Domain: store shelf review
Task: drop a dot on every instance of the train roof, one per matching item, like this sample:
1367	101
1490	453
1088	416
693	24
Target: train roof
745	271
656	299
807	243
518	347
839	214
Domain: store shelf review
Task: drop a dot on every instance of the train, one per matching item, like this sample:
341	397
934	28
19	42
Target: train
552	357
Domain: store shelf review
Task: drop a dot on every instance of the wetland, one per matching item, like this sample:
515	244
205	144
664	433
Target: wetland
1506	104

==

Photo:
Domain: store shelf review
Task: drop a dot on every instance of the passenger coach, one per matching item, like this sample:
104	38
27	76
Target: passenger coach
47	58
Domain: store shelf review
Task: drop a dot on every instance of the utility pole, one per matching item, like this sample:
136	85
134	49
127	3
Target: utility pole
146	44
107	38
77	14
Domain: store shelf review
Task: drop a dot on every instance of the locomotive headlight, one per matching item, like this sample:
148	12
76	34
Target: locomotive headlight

WRITTEN EXERCISE: Extract each line of the items above that contains the word "headlight".

FULL ANSWER:
Task: drop a dot on every instance of the locomotive headlight, one per matching item, like this sample:
Target: locomotive headlight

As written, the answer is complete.